» **Source material**:
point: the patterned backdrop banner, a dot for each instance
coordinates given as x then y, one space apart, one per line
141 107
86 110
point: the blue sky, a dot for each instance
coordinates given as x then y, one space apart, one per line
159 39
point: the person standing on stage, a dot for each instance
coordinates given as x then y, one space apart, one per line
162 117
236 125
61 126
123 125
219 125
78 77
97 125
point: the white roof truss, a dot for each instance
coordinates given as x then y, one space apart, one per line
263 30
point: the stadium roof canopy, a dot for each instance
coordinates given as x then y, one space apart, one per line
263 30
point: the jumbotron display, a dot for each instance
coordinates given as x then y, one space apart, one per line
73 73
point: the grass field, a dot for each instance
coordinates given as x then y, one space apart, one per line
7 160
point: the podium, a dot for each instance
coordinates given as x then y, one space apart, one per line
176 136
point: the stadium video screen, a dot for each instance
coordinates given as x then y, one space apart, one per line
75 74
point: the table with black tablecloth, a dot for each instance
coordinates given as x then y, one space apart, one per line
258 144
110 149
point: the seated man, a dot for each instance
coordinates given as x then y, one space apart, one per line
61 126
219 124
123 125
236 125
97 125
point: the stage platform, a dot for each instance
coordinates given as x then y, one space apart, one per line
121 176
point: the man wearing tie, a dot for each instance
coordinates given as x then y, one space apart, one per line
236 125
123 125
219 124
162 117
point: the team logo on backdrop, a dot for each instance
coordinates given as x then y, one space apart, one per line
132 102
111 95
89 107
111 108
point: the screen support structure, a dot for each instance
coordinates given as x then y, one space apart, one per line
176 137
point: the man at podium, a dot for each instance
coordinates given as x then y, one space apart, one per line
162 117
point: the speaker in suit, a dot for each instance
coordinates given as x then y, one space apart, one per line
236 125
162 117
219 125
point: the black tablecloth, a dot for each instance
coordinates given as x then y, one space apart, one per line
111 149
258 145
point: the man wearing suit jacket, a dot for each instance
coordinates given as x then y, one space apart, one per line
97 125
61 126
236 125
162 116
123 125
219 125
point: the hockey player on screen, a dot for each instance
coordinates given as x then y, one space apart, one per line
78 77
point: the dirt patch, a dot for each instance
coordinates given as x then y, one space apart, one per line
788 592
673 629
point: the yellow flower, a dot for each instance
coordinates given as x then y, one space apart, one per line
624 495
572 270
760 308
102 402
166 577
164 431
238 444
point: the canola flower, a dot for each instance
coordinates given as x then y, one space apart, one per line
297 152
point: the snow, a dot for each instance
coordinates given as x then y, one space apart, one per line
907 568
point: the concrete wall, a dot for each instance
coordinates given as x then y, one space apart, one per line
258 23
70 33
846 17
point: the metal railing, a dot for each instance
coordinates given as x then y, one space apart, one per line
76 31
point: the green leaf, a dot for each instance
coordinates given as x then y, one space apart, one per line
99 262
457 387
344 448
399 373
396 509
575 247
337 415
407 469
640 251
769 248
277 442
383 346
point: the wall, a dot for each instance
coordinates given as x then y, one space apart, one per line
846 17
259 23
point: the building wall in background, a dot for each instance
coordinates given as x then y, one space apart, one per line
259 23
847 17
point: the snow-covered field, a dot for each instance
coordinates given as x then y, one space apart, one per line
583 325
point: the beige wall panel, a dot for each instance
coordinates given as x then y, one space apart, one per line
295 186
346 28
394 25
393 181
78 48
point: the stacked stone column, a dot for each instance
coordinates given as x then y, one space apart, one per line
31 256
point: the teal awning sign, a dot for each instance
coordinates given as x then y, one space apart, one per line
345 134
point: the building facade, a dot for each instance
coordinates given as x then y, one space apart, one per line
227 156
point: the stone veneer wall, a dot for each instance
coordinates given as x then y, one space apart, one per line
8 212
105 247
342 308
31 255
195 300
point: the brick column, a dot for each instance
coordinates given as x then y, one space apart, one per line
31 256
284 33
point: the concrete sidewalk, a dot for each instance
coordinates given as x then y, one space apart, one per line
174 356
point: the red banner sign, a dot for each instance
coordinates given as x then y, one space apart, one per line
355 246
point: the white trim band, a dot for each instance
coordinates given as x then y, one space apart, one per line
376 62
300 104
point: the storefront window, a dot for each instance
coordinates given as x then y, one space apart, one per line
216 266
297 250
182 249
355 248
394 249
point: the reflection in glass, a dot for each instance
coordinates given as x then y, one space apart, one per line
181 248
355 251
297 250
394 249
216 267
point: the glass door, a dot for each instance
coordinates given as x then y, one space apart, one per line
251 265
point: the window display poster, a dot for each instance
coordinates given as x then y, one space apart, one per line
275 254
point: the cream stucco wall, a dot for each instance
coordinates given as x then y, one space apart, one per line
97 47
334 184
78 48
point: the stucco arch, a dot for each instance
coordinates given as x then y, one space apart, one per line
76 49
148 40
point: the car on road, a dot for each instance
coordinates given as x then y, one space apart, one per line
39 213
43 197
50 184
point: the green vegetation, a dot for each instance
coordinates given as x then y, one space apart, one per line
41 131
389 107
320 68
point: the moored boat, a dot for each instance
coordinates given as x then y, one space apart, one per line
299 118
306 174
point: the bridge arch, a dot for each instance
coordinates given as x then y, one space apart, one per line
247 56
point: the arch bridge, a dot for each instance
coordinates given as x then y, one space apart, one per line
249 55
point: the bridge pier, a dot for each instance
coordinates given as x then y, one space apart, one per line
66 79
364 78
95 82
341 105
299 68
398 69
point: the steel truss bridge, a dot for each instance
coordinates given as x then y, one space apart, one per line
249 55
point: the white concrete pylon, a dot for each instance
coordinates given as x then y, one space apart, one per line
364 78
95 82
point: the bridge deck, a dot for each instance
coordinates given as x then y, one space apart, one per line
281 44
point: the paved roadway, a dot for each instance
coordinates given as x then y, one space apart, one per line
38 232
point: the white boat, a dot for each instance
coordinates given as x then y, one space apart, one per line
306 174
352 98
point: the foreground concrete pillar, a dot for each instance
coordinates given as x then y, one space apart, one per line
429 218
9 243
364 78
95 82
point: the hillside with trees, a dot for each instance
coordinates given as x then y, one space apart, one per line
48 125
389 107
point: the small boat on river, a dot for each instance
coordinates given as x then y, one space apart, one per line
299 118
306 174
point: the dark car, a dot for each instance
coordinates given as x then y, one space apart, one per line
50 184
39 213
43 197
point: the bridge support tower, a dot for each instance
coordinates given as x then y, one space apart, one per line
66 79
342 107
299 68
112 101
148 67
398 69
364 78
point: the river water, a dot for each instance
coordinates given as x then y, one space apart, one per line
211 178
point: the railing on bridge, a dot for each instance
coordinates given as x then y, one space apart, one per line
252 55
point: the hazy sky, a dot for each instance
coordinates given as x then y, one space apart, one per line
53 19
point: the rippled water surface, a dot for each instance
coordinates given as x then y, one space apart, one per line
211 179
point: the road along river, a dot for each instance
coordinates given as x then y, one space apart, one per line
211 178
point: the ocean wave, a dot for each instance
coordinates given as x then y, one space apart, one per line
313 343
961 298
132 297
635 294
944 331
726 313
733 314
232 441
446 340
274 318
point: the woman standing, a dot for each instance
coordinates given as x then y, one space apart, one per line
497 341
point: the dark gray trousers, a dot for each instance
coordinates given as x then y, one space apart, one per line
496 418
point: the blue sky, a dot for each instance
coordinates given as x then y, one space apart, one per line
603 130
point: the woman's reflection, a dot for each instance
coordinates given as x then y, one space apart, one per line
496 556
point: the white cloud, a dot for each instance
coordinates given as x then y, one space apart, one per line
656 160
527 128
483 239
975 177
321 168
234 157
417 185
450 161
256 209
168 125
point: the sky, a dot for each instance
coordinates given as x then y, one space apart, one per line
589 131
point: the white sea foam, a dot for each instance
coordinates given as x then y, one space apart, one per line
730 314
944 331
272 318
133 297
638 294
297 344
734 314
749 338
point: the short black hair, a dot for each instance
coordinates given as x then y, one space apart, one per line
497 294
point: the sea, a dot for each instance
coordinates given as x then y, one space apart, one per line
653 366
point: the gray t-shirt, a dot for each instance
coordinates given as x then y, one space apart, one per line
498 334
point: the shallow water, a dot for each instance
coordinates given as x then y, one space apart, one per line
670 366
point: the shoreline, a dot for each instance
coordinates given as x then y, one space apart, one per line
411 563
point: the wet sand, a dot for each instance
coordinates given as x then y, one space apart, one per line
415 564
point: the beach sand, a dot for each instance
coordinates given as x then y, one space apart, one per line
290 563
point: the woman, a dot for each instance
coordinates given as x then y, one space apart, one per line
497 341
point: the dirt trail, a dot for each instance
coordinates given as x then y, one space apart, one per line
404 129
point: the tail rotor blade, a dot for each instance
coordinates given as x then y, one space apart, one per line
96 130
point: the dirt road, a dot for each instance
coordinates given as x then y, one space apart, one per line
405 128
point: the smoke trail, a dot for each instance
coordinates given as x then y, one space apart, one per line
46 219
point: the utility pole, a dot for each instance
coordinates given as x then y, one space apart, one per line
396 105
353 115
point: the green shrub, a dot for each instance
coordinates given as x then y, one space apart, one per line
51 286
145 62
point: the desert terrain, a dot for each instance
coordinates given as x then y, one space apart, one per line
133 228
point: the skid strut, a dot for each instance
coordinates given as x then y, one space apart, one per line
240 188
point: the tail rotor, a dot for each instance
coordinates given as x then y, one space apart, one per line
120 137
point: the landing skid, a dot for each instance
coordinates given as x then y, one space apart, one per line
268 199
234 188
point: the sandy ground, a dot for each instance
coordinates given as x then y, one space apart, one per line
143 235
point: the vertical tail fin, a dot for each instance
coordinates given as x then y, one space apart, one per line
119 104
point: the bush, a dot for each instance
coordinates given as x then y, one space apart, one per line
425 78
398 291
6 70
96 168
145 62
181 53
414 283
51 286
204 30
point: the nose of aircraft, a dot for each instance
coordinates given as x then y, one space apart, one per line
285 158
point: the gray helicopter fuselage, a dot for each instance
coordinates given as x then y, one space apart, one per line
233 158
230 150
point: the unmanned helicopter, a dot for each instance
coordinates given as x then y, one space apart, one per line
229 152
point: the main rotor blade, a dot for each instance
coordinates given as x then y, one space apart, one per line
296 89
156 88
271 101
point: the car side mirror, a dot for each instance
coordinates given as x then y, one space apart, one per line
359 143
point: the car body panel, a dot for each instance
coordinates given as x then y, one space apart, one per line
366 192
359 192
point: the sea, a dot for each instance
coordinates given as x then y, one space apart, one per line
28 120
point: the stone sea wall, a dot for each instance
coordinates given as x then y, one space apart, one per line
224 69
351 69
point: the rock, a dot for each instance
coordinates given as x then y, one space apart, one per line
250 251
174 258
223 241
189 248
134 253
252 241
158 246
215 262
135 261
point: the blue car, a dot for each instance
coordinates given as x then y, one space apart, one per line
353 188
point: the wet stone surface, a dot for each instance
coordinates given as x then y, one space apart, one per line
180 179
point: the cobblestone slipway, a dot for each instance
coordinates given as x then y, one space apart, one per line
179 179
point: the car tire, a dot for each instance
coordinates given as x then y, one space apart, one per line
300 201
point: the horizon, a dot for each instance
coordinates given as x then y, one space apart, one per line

» **Exercise instructions**:
Scan the entries above for the string "backdrop", and copy every line where it turns up.

» **Solution below**:
point: the patterned backdrop banner, a dot for each instance
point: the team logo on backdrop, a dot for each instance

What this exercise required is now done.